**Problem to work on:**
Format every line of the data below as a numbered list, omitting any blank lines.

━━━

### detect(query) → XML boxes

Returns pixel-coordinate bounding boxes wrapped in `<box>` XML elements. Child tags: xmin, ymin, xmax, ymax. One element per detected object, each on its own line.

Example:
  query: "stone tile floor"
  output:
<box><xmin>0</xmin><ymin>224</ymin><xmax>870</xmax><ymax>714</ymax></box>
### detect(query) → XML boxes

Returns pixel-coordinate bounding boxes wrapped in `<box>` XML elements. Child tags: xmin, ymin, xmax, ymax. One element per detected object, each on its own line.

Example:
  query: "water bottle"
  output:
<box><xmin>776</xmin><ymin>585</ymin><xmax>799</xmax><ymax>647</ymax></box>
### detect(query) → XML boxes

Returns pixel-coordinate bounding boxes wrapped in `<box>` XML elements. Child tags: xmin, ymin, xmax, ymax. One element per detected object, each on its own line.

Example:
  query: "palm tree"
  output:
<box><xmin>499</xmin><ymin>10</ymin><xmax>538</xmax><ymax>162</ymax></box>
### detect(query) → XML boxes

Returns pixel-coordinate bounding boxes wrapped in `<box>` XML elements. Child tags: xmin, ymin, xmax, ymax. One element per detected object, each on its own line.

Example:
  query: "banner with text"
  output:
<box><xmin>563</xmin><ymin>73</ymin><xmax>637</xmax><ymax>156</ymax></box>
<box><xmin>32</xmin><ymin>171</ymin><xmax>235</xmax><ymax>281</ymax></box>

━━━

**Exercise answer:**
1. ### detect(query) → XML boxes
2. Returns pixel-coordinate bounding boxes wrapped in `<box>` XML elements. Child tags: xmin, ymin, xmax, ymax. One element per detected object, each on its own line.
3. Example:
4.   query: "stone tile floor"
5.   output:
6. <box><xmin>0</xmin><ymin>224</ymin><xmax>870</xmax><ymax>714</ymax></box>
7. ### detect(query) → XML boxes
8. Returns pixel-coordinate bounding boxes wrapped in `<box>` XML elements. Child tags: xmin, ymin, xmax, ymax. One element per detected object, each on its own line.
9. Example:
10.   query: "water bottle"
11.   output:
12. <box><xmin>776</xmin><ymin>585</ymin><xmax>799</xmax><ymax>647</ymax></box>
13. ### detect(query) → XML boxes
14. Returns pixel-coordinate bounding boxes wrapped in `<box>` XML elements. Child tags: xmin, ymin, xmax, ymax. One element per detected object, each on its own line.
15. Example:
16.   query: "palm tree"
17.   output:
18. <box><xmin>499</xmin><ymin>10</ymin><xmax>538</xmax><ymax>162</ymax></box>
19. ### detect(query) → XML boxes
20. Returns pixel-coordinate bounding boxes wrapped in `<box>` XML elements. Child tags: xmin, ymin, xmax, ymax. One element per detected object, each on its own line.
21. Example:
22.   query: "banner with text"
23.   output:
24. <box><xmin>563</xmin><ymin>73</ymin><xmax>637</xmax><ymax>156</ymax></box>
25. <box><xmin>32</xmin><ymin>171</ymin><xmax>235</xmax><ymax>281</ymax></box>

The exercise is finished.